▶ **Set exercise**:
Locate the line containing "Each instance of the white apartment" in the material below; repeat it and every line after it, exactly as written.

Dataset items
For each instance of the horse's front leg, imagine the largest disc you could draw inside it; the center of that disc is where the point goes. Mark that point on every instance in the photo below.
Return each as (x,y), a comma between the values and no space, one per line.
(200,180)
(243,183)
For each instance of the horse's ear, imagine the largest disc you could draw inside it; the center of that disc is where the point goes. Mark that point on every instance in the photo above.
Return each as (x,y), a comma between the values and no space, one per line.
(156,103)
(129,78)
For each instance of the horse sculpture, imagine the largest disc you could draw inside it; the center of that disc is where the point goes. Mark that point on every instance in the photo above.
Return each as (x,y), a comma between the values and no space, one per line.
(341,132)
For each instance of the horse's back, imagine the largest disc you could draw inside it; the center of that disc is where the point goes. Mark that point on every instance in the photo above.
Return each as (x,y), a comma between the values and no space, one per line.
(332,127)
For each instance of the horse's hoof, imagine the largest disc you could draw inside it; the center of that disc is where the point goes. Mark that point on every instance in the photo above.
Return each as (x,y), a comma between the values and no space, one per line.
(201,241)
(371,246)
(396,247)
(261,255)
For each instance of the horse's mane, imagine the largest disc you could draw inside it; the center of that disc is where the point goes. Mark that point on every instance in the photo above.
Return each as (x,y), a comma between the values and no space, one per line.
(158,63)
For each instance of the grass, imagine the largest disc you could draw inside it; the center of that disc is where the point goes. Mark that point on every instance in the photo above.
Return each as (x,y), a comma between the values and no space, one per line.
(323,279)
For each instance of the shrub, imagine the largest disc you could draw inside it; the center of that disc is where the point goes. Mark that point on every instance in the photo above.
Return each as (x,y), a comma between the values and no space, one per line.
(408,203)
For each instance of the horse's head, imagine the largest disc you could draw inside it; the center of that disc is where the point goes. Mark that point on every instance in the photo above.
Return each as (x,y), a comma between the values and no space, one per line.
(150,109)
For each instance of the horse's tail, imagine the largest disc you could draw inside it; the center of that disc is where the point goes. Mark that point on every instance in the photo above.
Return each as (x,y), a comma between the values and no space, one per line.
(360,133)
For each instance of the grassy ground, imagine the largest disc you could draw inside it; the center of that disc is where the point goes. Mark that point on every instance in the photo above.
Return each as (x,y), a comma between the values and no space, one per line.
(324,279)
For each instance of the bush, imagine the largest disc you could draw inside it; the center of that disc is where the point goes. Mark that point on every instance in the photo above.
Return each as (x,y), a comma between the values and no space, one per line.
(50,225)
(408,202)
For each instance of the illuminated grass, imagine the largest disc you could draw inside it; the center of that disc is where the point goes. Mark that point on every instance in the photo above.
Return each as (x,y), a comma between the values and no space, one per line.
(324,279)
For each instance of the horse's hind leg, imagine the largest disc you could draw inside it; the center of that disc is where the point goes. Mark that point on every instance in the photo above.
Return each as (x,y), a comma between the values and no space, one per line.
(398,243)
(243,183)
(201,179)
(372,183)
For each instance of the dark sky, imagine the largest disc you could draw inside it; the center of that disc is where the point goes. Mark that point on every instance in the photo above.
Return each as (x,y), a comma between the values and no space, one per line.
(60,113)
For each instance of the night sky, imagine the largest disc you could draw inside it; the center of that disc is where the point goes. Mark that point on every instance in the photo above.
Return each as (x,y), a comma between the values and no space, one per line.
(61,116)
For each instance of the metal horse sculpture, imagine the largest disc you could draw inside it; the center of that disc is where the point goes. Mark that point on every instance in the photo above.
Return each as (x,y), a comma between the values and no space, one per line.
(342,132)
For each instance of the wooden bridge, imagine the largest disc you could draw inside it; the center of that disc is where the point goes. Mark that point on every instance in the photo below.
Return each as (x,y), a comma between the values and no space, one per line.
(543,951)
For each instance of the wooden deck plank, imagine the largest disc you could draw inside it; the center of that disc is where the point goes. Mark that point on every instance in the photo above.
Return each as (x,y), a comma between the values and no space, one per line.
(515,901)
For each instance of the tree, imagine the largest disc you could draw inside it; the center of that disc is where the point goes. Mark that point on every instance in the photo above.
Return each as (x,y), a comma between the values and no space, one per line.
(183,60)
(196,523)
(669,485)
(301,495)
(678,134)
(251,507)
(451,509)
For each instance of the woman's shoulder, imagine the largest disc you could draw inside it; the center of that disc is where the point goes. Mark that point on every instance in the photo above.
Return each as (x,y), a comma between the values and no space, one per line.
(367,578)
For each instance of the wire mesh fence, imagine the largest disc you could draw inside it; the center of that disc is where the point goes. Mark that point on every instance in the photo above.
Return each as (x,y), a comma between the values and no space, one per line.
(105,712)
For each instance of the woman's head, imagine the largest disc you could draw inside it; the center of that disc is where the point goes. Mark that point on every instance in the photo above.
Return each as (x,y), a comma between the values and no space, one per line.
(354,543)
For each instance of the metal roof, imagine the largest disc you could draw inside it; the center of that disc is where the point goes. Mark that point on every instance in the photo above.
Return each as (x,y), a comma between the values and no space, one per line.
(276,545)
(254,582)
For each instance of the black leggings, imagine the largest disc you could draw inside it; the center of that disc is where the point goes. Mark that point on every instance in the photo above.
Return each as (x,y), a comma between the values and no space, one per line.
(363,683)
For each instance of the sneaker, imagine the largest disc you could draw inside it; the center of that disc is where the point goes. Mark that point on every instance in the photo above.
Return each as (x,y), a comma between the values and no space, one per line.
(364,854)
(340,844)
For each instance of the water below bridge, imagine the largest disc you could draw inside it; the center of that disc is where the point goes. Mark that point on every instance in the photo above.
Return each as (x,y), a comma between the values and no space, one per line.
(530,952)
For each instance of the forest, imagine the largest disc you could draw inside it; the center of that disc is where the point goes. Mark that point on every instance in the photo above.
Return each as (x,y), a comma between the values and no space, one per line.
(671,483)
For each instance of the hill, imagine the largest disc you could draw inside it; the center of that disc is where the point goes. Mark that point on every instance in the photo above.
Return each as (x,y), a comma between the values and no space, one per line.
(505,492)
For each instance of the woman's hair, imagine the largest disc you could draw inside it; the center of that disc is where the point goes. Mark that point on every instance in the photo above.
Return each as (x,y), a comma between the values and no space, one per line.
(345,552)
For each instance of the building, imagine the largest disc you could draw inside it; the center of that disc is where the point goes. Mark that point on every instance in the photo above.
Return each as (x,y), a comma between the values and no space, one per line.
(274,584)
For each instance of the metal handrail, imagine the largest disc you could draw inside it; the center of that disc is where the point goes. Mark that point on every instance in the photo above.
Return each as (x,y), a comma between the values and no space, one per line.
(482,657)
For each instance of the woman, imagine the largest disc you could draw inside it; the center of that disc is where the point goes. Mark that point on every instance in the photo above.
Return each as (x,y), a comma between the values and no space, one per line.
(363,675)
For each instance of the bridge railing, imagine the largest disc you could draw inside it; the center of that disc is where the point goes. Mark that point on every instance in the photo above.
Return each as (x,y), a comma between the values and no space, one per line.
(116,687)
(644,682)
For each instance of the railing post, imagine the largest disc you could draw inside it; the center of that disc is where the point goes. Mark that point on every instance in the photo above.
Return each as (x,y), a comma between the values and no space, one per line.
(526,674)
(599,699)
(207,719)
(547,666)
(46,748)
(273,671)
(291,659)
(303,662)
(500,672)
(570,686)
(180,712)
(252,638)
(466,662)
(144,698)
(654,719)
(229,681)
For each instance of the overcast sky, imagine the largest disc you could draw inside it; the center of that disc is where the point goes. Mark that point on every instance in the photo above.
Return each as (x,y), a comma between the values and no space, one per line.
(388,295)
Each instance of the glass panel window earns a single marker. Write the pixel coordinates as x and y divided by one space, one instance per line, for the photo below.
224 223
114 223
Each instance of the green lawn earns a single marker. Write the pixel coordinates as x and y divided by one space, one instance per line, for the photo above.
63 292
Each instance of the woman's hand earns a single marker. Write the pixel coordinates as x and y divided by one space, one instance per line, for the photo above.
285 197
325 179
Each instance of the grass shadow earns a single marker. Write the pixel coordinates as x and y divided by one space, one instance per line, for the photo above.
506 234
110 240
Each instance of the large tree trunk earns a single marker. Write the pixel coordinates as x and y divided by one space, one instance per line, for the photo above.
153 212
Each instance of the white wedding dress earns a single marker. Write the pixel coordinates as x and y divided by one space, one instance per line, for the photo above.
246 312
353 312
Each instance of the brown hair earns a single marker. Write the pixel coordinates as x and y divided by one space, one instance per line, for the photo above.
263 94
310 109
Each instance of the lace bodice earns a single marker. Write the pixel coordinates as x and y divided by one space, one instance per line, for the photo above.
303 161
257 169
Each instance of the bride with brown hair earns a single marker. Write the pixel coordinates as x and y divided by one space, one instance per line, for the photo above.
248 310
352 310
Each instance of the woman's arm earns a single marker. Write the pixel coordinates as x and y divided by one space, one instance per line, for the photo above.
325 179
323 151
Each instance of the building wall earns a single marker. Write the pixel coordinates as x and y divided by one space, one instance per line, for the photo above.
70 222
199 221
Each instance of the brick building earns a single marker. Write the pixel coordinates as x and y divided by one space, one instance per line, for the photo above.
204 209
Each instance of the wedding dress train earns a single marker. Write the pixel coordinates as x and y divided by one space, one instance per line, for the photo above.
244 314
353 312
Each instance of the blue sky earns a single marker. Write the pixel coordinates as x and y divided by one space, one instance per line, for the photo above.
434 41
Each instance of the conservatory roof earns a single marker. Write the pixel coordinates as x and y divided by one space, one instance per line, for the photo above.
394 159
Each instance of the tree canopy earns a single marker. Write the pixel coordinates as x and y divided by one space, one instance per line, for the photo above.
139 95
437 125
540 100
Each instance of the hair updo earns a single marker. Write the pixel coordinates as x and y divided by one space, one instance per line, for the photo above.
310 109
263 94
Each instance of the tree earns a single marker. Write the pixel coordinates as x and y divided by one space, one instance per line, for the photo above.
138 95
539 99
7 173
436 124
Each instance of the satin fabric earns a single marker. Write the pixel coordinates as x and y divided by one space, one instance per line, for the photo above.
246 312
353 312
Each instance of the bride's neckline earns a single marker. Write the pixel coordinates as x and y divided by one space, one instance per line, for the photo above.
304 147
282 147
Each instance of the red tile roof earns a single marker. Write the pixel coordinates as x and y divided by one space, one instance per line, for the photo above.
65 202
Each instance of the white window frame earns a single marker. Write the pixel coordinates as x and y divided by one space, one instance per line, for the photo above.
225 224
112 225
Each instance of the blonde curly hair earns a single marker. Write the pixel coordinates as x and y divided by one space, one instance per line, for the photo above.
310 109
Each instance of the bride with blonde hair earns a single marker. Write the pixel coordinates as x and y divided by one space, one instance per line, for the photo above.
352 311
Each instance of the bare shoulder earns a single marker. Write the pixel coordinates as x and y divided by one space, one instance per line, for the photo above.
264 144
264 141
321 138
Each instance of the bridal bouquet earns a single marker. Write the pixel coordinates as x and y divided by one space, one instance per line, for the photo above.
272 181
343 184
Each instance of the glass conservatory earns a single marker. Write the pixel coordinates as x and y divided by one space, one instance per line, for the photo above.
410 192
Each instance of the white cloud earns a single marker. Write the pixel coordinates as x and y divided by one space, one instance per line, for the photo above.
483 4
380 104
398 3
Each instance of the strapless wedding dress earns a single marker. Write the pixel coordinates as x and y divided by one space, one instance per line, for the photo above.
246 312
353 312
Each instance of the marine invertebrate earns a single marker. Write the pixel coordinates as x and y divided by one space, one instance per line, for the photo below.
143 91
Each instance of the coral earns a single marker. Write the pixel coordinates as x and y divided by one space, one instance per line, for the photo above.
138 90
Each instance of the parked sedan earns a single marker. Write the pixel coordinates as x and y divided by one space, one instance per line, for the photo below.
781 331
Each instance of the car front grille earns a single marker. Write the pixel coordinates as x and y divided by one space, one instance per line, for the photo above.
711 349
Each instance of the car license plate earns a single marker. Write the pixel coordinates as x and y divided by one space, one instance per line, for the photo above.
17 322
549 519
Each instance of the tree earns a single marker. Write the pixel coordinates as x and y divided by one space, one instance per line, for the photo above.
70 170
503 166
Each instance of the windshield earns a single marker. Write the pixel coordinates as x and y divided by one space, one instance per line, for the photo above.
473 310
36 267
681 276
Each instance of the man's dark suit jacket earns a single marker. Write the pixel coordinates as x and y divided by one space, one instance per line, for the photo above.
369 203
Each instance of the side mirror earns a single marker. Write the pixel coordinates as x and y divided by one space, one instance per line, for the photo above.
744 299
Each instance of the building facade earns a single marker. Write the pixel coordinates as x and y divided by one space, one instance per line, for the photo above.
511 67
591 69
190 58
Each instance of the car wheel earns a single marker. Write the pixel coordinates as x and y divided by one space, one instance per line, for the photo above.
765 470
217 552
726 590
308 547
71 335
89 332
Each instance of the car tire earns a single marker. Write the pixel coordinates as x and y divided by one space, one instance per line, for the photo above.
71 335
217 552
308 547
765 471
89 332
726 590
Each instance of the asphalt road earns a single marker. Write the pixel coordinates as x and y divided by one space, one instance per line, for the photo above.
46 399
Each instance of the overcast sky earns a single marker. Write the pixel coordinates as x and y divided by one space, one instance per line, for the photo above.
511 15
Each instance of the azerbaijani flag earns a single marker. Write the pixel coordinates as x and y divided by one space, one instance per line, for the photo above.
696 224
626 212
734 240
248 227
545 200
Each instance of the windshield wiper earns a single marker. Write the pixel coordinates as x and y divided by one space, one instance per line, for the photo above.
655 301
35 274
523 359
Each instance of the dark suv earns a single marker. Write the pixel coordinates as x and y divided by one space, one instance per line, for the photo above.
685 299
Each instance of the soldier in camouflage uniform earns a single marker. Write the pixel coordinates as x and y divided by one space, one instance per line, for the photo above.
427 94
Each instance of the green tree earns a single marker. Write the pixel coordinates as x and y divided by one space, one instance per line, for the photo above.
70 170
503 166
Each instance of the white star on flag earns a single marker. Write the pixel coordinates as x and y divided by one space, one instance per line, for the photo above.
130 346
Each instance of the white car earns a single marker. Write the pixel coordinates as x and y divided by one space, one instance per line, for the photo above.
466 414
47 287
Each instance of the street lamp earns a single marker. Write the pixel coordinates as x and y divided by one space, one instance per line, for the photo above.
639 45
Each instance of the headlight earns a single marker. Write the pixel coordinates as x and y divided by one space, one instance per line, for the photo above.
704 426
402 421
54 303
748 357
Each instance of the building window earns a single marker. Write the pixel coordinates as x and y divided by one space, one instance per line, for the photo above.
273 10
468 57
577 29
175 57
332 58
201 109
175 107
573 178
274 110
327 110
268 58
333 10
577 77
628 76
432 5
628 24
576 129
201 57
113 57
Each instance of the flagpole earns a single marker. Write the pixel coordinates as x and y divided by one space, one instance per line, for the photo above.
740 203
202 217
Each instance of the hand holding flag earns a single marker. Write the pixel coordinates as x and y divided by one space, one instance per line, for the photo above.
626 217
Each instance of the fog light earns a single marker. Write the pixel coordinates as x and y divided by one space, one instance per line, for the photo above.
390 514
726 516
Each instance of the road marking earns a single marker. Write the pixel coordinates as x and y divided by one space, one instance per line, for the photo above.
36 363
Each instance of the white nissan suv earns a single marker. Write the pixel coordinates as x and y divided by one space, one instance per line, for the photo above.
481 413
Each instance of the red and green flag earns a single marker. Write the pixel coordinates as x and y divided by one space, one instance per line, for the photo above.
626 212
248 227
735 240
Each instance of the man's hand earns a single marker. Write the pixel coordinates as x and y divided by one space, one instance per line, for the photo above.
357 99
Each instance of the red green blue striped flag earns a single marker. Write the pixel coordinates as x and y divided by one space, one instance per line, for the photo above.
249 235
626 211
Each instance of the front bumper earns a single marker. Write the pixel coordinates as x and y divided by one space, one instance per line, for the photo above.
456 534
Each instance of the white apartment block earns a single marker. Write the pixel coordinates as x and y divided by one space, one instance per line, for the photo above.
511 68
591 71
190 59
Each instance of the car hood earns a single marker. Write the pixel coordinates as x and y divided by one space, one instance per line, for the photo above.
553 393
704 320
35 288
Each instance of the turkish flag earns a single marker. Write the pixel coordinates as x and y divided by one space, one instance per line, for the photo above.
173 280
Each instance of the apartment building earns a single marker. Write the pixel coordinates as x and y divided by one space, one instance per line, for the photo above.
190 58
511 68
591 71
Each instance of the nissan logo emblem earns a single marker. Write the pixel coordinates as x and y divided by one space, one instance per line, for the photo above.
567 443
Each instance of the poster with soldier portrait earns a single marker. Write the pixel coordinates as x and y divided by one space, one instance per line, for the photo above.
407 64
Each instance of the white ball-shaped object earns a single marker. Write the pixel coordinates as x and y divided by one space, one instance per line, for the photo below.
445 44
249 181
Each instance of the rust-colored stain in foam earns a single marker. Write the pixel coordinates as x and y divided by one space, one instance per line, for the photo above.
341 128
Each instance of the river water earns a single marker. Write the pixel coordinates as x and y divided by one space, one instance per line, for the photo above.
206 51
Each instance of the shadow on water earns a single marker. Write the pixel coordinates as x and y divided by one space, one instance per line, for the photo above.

▶ **Problem solution**:
Each instance of the white apartment block earns a single marker. Write the pixel coordinates as x and y divided by one space, one instance per line, for the photo above.
511 68
591 71
190 59
Each instance of the car hood earns a single marker. Write the pixel coordinates as x and y divided by one space, one instance per line, for the photo above.
553 393
704 320
35 288
Each instance of the turkish flag earns a single marker. Write the pixel coordinates as x and y divided by one space, one instance per line, for the photo above.
173 280
Each instance of the apartment building earns a single marker. Write the pixel coordinates as x and y divided by one space, one instance per line, for the photo above.
190 58
511 68
591 71
Each instance of the nissan logo emblem earns a single marker. Write the pixel coordinates as x and y divided by one space, one instance per line, for the photo above.
567 443
Each instance of the poster with soldier portrait earns a single marker. Write the pixel coordinates as x and y divided by one space, one instance per line, for the photo above.
407 64
Each instance of the white ball-shaped object earns a single marker. Write the pixel coordinates as x and y divided by one space, one instance per line, for the photo below.
445 44
249 181
Each instance of the rust-colored stain in foam earns a single marker. Write the pixel coordinates as x and y divided by one space, one instance per line, for the photo above.
341 128
Each instance of the river water earns a single marker. Write the pixel coordinates as x and y divided by one space, one instance per line, for the photo above.
206 51
Each instance of the shadow on water earns a single marker. Write the pixel coordinates as x and y divided by one space, one instance per line, for the photo above.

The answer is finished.